Given exercise: From the line with "Please segment every instance of the worker's" down to the final line of the material below, quote every line exactly and leave out all lines before it.

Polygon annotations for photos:
******
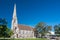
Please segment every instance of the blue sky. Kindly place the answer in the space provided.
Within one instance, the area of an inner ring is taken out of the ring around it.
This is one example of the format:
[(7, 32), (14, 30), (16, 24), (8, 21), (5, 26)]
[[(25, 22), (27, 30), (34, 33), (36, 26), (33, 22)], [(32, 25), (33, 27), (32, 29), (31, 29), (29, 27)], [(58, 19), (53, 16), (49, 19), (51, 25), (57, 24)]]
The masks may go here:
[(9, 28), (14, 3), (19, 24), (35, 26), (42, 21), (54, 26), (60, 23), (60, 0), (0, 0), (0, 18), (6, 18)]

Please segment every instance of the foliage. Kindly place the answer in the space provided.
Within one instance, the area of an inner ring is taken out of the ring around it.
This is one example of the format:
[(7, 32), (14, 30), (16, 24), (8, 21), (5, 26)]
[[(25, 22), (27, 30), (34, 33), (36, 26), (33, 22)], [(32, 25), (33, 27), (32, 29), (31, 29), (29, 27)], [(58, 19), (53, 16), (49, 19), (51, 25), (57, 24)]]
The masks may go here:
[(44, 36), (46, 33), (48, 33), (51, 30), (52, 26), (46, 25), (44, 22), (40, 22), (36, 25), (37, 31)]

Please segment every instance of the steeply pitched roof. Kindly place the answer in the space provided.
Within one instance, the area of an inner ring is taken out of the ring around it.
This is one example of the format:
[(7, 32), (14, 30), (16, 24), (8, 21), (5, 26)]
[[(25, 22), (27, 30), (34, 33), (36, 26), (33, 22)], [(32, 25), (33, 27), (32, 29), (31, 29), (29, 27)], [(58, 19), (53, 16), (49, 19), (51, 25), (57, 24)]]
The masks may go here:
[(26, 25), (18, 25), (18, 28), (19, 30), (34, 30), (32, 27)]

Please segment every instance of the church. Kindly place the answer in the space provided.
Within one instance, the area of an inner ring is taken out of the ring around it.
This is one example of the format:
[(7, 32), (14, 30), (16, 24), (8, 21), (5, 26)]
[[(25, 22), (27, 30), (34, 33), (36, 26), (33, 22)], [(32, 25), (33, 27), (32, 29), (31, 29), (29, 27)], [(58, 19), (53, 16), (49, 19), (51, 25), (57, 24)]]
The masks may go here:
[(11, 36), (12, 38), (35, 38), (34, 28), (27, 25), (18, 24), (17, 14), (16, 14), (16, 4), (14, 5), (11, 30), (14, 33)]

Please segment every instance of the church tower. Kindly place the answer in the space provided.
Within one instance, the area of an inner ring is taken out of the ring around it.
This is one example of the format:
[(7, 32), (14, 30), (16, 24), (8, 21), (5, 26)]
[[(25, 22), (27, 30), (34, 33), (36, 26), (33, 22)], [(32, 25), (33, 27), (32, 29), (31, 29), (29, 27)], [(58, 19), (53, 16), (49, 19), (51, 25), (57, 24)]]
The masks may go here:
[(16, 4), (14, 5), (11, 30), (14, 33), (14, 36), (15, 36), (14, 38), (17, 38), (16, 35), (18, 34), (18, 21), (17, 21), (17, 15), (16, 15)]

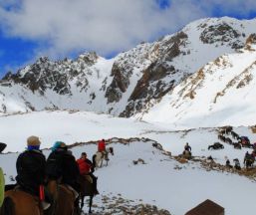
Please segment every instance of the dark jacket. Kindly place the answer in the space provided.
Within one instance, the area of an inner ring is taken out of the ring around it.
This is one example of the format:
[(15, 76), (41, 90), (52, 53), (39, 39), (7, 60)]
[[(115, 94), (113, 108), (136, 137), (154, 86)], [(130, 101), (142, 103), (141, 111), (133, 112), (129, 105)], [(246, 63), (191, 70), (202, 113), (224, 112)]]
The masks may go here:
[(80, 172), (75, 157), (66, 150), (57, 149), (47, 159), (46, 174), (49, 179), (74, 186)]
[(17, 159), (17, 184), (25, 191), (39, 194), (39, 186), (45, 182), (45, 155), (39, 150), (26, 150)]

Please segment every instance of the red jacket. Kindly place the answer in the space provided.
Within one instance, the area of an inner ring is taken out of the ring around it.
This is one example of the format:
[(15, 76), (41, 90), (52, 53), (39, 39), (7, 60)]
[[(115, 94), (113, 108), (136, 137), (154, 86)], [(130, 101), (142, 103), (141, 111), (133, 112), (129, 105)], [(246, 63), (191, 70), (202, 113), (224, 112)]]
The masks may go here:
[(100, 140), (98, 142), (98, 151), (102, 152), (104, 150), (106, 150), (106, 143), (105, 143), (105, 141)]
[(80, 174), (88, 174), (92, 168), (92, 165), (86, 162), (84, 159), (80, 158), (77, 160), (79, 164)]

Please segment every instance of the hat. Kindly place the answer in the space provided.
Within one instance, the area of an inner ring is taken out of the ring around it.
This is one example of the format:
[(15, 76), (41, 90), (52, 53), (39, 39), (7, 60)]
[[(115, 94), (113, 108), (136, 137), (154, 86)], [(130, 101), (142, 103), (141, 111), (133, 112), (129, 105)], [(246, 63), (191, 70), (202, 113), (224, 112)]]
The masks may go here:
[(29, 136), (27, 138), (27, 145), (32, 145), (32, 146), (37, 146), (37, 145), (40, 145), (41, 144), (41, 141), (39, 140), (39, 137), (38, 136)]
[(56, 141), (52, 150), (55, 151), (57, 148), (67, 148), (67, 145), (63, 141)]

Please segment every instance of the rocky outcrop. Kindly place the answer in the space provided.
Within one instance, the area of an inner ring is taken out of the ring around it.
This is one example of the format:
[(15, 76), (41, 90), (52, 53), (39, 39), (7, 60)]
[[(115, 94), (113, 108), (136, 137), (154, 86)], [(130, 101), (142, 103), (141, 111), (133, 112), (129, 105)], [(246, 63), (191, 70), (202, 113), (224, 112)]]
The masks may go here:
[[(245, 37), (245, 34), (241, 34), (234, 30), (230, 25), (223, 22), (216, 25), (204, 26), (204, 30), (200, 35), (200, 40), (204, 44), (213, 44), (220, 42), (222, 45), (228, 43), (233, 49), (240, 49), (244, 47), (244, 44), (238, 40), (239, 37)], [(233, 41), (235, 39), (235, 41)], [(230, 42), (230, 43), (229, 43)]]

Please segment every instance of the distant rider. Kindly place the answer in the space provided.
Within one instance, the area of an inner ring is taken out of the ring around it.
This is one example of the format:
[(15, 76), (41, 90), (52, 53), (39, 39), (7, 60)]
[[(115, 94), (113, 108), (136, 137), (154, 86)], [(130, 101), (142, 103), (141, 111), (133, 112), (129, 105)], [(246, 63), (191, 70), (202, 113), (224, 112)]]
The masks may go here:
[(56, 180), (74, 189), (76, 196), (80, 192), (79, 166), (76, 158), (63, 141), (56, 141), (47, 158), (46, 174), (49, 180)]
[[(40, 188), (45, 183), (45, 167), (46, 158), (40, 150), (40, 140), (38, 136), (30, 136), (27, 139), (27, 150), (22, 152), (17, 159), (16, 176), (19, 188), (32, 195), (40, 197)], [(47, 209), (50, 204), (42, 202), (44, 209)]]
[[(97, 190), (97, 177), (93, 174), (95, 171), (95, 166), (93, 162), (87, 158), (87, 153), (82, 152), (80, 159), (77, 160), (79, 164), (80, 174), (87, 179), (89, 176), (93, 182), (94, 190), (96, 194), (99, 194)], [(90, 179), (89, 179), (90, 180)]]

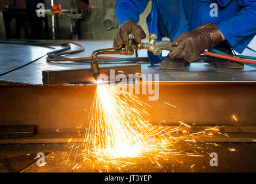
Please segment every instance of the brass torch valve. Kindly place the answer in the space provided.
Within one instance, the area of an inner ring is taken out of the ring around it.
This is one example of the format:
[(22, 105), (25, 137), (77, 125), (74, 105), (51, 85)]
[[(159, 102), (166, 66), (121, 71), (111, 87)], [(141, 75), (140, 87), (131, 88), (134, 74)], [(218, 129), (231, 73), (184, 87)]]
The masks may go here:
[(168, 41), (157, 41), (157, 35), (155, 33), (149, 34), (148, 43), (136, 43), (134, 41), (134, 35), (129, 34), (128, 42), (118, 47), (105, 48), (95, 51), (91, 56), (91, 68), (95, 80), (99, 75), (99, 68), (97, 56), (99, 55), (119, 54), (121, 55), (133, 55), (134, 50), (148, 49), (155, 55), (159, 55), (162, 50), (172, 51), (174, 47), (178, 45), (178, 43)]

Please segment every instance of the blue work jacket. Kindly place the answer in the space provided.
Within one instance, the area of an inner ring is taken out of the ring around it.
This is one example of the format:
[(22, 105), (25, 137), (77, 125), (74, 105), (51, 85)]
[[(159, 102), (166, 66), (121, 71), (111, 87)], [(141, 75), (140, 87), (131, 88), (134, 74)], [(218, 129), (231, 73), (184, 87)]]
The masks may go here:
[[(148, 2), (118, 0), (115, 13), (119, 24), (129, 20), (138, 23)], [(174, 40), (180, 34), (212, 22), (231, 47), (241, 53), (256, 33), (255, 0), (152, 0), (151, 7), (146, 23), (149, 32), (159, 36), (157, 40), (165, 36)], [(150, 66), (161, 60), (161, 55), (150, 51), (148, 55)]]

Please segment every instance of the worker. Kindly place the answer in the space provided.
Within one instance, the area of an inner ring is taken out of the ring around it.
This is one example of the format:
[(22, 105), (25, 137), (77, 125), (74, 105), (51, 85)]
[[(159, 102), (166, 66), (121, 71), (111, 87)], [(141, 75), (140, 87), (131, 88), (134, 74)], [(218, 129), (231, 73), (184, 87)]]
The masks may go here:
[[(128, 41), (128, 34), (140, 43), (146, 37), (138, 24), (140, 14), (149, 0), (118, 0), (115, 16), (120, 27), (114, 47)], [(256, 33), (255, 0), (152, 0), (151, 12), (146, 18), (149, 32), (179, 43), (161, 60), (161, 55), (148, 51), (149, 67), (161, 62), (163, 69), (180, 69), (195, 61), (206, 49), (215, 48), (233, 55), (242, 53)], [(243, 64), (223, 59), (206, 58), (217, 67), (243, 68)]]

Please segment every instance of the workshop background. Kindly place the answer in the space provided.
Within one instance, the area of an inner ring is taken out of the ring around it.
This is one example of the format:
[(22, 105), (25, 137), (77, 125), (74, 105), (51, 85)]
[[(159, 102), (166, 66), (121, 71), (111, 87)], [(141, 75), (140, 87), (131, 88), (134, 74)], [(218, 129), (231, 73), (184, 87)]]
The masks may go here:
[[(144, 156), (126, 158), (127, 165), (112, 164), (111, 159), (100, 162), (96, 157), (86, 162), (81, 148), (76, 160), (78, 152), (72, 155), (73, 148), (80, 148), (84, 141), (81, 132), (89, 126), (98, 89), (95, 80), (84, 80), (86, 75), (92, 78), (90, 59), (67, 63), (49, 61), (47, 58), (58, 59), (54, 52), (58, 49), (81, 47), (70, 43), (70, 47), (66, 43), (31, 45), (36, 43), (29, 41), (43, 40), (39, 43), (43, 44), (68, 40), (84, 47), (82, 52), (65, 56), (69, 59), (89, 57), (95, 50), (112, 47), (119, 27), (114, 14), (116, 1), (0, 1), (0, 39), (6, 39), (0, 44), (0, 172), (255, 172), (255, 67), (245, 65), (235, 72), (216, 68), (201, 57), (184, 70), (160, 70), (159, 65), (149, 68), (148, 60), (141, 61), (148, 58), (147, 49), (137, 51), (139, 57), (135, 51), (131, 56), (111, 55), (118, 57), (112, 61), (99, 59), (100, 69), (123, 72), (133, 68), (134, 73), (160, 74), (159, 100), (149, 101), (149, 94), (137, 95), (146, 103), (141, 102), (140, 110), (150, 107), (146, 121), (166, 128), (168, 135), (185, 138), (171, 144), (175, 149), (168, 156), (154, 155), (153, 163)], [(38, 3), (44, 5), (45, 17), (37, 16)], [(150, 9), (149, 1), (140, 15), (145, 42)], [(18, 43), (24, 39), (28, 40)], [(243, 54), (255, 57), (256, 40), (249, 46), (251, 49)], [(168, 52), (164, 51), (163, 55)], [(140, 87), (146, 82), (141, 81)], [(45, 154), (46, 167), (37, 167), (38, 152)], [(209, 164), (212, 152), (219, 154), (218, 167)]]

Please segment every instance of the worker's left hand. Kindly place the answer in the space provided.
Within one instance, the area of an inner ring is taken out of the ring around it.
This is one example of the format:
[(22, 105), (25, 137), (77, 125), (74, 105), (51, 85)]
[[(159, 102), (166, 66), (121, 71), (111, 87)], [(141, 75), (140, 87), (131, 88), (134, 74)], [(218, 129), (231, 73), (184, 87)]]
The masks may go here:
******
Final answer:
Please segment every instance of the worker's left hand. Kindly place the answer in the space provided.
Within one instance, the area of an inner ring is taken out of the ring around it.
This is one example of the format:
[(22, 105), (25, 137), (77, 125), (74, 105), (51, 85)]
[[(159, 102), (166, 66), (121, 71), (111, 87)], [(141, 75), (140, 87), (131, 88), (134, 74)], [(218, 129), (231, 73), (184, 87)]]
The masks may go here:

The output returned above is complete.